» **To do**: Gather every line of the data below that contains the string "sunglasses", and list those lines in the order they appear.

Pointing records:
====

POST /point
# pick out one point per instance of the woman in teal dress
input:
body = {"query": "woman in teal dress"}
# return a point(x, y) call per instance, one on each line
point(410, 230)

====

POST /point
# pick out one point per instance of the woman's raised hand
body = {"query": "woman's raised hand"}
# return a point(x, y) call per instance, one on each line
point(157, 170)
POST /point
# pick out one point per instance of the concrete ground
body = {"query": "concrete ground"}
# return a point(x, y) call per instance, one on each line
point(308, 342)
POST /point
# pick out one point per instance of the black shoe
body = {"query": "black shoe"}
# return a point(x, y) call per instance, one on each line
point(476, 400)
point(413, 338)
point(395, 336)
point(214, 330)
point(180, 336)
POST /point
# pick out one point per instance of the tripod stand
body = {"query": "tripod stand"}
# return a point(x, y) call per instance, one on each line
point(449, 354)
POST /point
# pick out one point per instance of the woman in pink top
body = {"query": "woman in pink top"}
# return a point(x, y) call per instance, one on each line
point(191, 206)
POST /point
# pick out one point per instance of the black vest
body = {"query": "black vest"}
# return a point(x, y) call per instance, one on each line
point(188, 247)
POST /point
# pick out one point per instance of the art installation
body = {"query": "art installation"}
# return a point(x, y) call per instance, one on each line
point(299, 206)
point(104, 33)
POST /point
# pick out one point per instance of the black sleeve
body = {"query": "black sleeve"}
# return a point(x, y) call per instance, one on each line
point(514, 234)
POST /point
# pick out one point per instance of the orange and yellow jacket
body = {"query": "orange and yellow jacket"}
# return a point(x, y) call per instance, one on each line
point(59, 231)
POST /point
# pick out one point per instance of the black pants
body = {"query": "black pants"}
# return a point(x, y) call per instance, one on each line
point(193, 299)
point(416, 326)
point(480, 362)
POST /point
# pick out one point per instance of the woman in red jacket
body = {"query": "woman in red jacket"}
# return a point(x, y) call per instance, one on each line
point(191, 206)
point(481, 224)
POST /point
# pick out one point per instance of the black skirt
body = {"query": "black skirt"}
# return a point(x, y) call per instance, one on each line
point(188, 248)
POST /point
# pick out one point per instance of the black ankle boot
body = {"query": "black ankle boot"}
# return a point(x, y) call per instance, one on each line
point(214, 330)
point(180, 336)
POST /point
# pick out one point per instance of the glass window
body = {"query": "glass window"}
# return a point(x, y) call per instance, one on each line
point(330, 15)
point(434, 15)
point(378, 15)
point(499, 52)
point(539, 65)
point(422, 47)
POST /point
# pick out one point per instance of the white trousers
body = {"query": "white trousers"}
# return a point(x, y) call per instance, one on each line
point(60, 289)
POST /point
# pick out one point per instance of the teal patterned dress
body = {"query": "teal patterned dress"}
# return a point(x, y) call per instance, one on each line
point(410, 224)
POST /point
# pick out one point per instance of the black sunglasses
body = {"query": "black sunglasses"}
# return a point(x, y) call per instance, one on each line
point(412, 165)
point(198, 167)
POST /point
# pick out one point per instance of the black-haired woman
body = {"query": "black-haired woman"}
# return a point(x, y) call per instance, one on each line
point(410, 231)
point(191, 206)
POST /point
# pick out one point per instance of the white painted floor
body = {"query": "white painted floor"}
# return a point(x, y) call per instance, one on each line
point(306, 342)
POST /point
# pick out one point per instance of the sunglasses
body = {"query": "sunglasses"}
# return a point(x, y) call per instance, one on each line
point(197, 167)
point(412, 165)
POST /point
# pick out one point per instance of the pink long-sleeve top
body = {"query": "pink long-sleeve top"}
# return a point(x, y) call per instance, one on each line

====

» **Response to the task**:
# pick out one point per instance of the black sunglasses
body = {"query": "black sunglasses"}
# pick out one point per instance of the sunglasses
body = {"query": "sunglasses"}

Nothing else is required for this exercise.